[Page excerpt Boundary: Start]
|(a) Information on the source of the water delivered
must be included in the report.
(1) Each report must identify the source(s) of the
water delivered by the community water system by providing information
on the type of the water (such as surface water or groundwater) and
any commonly used name and location of the body(ies) of water.
(2) If a source water assessment has been completed,
the report must notify consumers of the availability of this information
and the means to obtain it. In the reports, systems should highlight
significant sources of contamination in the source water area if they
have readily available information.
(3) If a system has received a source water assessment
from the executive director, the report must include a brief summary
of the system's susceptibility to potential sources of contamination
using language provided by the executive director or written by a
water system official and approved by the executive director.
(b) The following explanations must be included in
the annual report.
(1) Each report must contain the following definitions.
(A) Level 1 assessment--A Level 1 assessment is a study
of the water system to identify potential problems and determine (if
possible) why total coliform bacteria were found.
(B) Level 2 assessment--A Level 2 assessment is a very
detailed study of the water system to identify potential problems
and determine (if possible) why an Escherichia
coli (E. coli) maximum contaminant level (MCL) violation has
occurred and/or why total coliform bacteria were found on multiple
(C) Maximum contaminant level goal (MCLG)--The level
of a contaminant in drinking water below which there is no known or
expected risk to health. MCLGs allow for a margin of safety.
(D) Maximum contaminant level (MCL)--The highest level
of a contaminant that is allowed in drinking water. MCLs are set as
close to maximum contaminant level goals as feasible using the best
available treatment technology.
[Page excerpt Boundary: End]
[Data records Boundary: Start]
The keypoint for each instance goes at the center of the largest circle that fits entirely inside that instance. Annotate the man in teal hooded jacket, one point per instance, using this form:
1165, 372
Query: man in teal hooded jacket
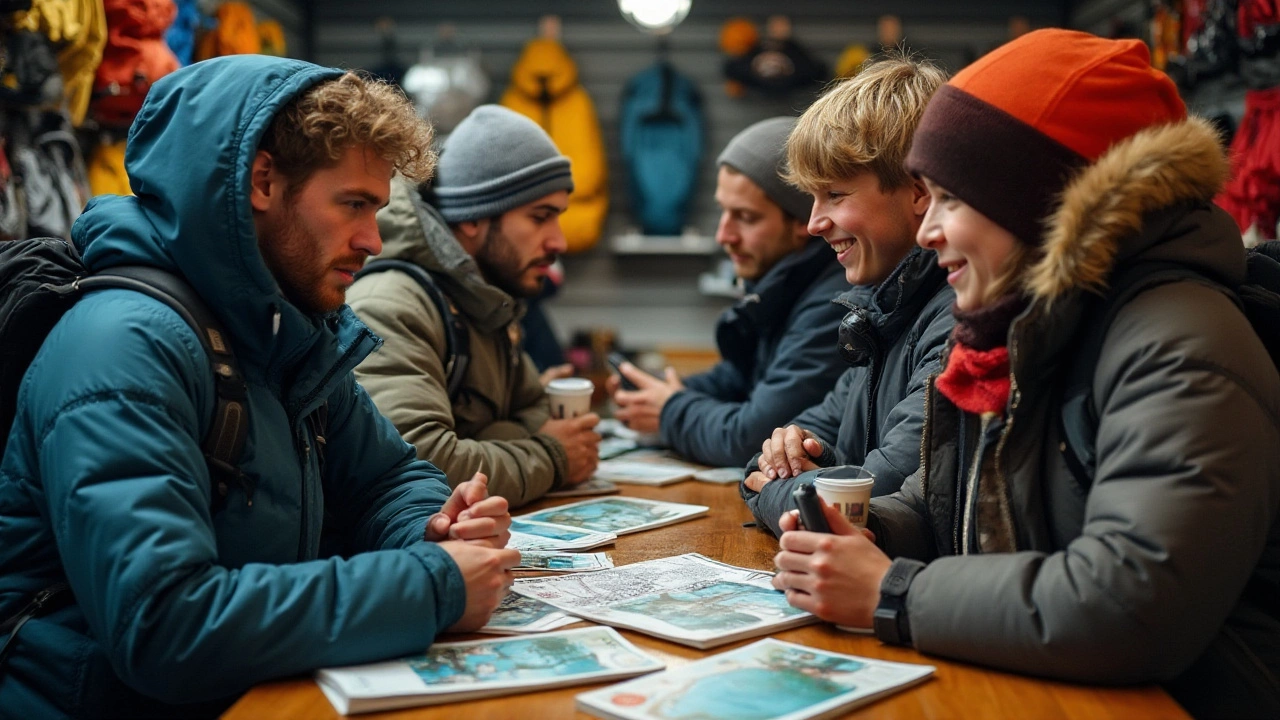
257, 180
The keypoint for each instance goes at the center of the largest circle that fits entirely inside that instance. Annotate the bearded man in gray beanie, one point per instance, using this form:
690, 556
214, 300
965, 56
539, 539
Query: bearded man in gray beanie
777, 343
452, 376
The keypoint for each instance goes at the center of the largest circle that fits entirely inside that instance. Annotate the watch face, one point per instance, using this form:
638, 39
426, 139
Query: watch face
896, 583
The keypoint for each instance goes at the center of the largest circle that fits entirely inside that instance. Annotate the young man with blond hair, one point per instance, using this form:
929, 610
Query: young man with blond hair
257, 181
849, 150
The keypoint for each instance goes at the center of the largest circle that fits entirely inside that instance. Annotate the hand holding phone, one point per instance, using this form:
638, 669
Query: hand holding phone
616, 360
810, 509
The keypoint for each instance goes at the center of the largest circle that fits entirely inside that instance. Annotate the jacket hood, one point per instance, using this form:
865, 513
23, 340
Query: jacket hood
1106, 215
190, 156
415, 231
544, 58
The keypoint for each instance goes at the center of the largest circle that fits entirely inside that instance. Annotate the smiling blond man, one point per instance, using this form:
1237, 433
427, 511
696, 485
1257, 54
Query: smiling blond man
849, 149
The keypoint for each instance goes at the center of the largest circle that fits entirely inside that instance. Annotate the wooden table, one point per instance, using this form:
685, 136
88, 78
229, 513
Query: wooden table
956, 689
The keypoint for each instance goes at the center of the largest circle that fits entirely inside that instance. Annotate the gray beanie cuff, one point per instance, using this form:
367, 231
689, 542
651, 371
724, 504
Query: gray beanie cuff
499, 195
497, 160
759, 153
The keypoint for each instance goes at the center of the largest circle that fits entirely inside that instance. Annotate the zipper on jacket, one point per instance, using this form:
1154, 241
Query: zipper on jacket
872, 384
1015, 397
974, 472
300, 441
926, 434
304, 527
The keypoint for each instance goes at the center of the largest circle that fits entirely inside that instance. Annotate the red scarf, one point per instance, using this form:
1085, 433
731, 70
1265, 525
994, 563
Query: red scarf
977, 373
977, 381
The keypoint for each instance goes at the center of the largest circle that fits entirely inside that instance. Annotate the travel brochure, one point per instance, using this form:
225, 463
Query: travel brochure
544, 536
593, 486
475, 669
519, 614
563, 561
688, 598
616, 515
764, 679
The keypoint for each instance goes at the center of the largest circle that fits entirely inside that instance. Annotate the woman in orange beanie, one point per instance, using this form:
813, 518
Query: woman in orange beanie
1101, 455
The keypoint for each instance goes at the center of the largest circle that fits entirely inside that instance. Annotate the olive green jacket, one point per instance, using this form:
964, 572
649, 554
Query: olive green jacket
493, 423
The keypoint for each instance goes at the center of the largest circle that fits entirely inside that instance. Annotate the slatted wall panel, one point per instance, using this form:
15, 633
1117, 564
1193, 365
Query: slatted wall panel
654, 300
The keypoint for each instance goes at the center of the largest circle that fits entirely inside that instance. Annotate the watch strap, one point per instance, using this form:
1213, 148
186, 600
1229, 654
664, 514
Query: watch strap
891, 623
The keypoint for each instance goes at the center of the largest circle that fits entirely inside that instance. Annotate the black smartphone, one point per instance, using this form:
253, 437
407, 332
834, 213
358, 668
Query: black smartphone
616, 360
810, 509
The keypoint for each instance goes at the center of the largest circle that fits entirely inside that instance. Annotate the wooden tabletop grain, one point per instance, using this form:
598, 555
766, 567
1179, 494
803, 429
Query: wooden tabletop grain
955, 691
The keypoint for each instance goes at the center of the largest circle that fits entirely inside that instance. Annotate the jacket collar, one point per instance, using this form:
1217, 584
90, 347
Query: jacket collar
894, 304
768, 301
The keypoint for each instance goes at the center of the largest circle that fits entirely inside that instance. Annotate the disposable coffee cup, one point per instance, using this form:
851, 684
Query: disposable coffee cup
846, 488
570, 397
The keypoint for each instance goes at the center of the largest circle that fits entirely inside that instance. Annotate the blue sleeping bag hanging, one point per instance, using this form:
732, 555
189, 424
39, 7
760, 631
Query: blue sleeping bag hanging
181, 36
662, 142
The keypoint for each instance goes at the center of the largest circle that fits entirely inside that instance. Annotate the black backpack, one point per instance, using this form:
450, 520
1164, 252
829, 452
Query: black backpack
1258, 297
457, 340
41, 278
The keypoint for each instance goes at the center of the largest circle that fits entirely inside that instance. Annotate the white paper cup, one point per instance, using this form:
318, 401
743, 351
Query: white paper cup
846, 488
570, 397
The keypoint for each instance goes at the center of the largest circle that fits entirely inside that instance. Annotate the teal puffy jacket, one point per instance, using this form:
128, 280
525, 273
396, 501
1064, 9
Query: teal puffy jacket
104, 483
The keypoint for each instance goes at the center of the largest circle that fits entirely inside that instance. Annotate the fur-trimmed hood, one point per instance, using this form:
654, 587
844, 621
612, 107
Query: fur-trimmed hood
1106, 212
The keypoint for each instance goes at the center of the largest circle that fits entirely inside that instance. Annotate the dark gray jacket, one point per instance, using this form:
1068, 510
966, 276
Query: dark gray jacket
1159, 570
874, 414
778, 349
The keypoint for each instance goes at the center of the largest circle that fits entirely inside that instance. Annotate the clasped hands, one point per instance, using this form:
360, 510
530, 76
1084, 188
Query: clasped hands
787, 452
641, 409
474, 529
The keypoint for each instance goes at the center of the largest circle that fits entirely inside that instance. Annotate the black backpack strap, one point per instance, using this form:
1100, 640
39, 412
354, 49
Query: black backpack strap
225, 438
457, 340
1078, 420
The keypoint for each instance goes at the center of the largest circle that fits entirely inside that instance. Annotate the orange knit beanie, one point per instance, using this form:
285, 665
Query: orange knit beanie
1009, 132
[Data records Boundary: End]
*What to work on:*
• a. In the drinking water report rules, what do maximum contaminant level goals allow for?
• b. Write the next part of the drinking water report rules, starting after their last sentence.

*Responses by item number:*
• a. A margin of safety.

• b.
(E) Maximum residual disinfectant level goal (MRDLG)--The
level of a drinking water disinfectant below which there is no known
or expected risk to health. MRDLGs do not reflect the benefits of
the use of disinfectants to control microbial contaminants.
(F) Maximum residual disinfectant level (MRDL)--The
highest level of a disinfectant allowed in drinking water. There is
convincing evidence that addition of a disinfectant is necessary for
control of microbial contaminants.
(2) The following terms and their descriptions must
be included when they appear in the report:
(A) MFL--million fibers per liter (a measure of asbestos);
(B) mrem/year--millirems per year (a measure of radiation
absorbed by the body);
(C) NTU--nephelometric turbidity units (a measure of
(D) pCi/L--picocuries per liter (a measure of radioactivity);
(E) ppb--parts per billion, or micrograms per liter
(F) ppm--parts per million, or milligrams per liter
(G) ppq--parts per quadrillion, or picograms per liter
(H) ppt--parts per trillion, or nanograms per liter
(3) A report for a community water system operating
under a variance or an exemption of the Safe Drinking Water Act must
include a description of the variance or the exemption granted under §290.102(b)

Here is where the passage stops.